→ **WHAT IS ASKED**: Copy every one of the records below verbatim, line for line.
>> BEGIN SOURCE RECORDS
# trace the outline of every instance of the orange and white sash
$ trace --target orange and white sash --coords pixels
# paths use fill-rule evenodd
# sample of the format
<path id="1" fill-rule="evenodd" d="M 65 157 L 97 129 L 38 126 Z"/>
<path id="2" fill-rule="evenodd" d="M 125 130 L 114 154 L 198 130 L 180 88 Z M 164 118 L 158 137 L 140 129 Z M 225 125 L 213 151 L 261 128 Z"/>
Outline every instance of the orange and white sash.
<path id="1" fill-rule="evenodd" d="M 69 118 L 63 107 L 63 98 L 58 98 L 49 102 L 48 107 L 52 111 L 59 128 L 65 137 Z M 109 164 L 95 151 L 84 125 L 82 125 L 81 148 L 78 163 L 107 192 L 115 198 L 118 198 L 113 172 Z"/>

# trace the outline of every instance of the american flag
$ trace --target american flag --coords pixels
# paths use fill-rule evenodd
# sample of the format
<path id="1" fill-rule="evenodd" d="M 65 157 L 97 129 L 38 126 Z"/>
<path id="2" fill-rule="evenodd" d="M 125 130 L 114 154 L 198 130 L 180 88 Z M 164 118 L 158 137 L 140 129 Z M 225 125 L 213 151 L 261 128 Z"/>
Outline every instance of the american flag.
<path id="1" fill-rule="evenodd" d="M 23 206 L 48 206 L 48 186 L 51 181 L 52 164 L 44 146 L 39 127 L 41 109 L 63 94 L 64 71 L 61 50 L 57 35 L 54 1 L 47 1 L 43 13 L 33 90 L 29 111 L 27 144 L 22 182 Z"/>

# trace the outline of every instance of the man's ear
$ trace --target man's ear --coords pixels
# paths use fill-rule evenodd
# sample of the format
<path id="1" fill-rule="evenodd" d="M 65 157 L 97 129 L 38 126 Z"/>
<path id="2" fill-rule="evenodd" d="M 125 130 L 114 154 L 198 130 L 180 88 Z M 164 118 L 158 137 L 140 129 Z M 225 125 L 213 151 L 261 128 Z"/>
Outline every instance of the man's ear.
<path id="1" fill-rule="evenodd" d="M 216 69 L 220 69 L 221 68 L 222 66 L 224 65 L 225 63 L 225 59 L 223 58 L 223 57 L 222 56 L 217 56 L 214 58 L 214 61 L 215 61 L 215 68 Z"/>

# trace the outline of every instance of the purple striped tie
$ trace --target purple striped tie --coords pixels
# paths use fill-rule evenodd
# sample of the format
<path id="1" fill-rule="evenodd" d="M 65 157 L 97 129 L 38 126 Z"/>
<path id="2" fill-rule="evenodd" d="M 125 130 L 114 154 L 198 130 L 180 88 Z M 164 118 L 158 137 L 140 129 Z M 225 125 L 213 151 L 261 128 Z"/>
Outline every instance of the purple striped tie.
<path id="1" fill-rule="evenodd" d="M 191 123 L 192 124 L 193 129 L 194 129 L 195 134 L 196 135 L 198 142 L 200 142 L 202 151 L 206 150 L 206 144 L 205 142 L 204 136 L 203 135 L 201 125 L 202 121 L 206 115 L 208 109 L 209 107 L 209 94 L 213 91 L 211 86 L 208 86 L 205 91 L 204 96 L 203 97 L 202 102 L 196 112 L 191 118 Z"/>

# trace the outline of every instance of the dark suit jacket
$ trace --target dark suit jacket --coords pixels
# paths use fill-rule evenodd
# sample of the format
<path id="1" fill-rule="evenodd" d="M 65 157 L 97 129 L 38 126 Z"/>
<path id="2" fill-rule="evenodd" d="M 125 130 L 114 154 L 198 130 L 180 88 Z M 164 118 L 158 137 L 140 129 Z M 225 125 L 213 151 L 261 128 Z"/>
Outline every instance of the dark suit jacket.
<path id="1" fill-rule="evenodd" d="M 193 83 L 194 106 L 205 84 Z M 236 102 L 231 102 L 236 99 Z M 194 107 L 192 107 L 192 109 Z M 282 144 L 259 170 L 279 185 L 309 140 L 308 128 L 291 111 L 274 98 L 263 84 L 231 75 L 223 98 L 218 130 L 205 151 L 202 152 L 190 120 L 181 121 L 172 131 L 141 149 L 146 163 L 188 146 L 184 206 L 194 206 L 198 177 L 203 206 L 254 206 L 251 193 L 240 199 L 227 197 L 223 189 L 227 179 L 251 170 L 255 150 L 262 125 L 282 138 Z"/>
>> END SOURCE RECORDS
→ **SOLUTION TO THIS PROBLEM**:
# trace the outline of every instance of the orange and white sash
$ trace --target orange and white sash --coords pixels
# paths use fill-rule evenodd
# sample of the format
<path id="1" fill-rule="evenodd" d="M 65 157 L 97 129 L 38 126 Z"/>
<path id="2" fill-rule="evenodd" d="M 125 130 L 114 154 L 198 130 L 180 88 Z M 164 118 L 158 137 L 140 129 Z M 225 125 L 213 151 L 261 128 Z"/>
Outline every instance of the orange and white sash.
<path id="1" fill-rule="evenodd" d="M 69 118 L 63 107 L 63 98 L 58 98 L 49 102 L 48 107 L 52 111 L 59 128 L 65 137 Z M 109 164 L 95 151 L 84 125 L 82 125 L 81 148 L 78 163 L 107 192 L 115 198 L 118 198 L 113 172 Z"/>

# trace the outline of every instance of the american flag
$ trace --target american flag --coords pixels
# paths use fill-rule evenodd
# sample of the format
<path id="1" fill-rule="evenodd" d="M 65 157 L 97 129 L 38 126 Z"/>
<path id="2" fill-rule="evenodd" d="M 125 130 L 114 154 L 198 130 L 180 88 Z M 164 118 L 158 137 L 140 129 Z M 225 125 L 213 151 L 261 128 Z"/>
Outline every instance of the american flag.
<path id="1" fill-rule="evenodd" d="M 23 206 L 48 206 L 48 186 L 51 181 L 52 164 L 44 146 L 39 127 L 41 109 L 63 94 L 64 71 L 61 50 L 57 35 L 54 1 L 47 1 L 43 13 L 33 90 L 29 111 L 27 144 L 22 182 Z"/>

# trace the outline of every instance of the man's ear
$ trace --target man's ear --coords pixels
# paths use fill-rule evenodd
# sample of the format
<path id="1" fill-rule="evenodd" d="M 65 157 L 97 129 L 38 126 Z"/>
<path id="2" fill-rule="evenodd" d="M 125 130 L 114 154 L 198 130 L 180 88 Z M 164 118 L 158 137 L 140 129 Z M 225 125 L 213 151 L 261 128 Z"/>
Outline every instance of the man's ear.
<path id="1" fill-rule="evenodd" d="M 216 69 L 220 69 L 221 68 L 222 66 L 224 65 L 225 63 L 225 59 L 223 58 L 223 57 L 222 56 L 217 56 L 214 58 L 214 61 L 215 61 L 215 68 Z"/>

# trace the outline of every instance of the purple striped tie
$ trace --target purple striped tie --coords pixels
# paths use fill-rule evenodd
# sample of the format
<path id="1" fill-rule="evenodd" d="M 65 157 L 97 129 L 38 126 Z"/>
<path id="2" fill-rule="evenodd" d="M 125 130 L 114 154 L 198 130 L 180 88 Z M 164 118 L 158 137 L 140 129 Z M 225 125 L 213 151 L 261 128 Z"/>
Outline every instance of the purple striped tie.
<path id="1" fill-rule="evenodd" d="M 191 123 L 192 124 L 193 129 L 194 129 L 195 134 L 196 135 L 198 142 L 200 142 L 202 151 L 206 150 L 206 144 L 205 142 L 204 136 L 203 135 L 201 125 L 202 121 L 206 115 L 208 109 L 209 107 L 209 94 L 213 91 L 211 86 L 208 86 L 205 91 L 204 96 L 203 97 L 202 102 L 196 112 L 191 118 Z"/>

# trace the outline of every instance of the dark suit jacket
$ trace --target dark suit jacket --coords pixels
# paths use fill-rule evenodd
# sample of the format
<path id="1" fill-rule="evenodd" d="M 65 157 L 97 129 L 38 126 Z"/>
<path id="2" fill-rule="evenodd" d="M 125 130 L 114 154 L 198 130 L 180 88 Z M 164 118 L 158 137 L 140 129 Z M 225 125 L 213 151 L 261 128 Z"/>
Outline every instance of the dark suit jacket.
<path id="1" fill-rule="evenodd" d="M 193 83 L 194 106 L 205 84 Z M 236 102 L 231 102 L 236 99 Z M 194 107 L 192 107 L 192 109 Z M 282 144 L 259 170 L 279 185 L 309 140 L 308 128 L 291 111 L 274 98 L 263 84 L 231 75 L 223 98 L 218 130 L 205 151 L 202 152 L 190 120 L 181 121 L 172 131 L 141 149 L 146 163 L 188 146 L 184 206 L 194 206 L 198 177 L 203 206 L 254 206 L 251 193 L 240 199 L 227 197 L 223 189 L 227 179 L 251 170 L 255 150 L 262 125 L 282 138 Z"/>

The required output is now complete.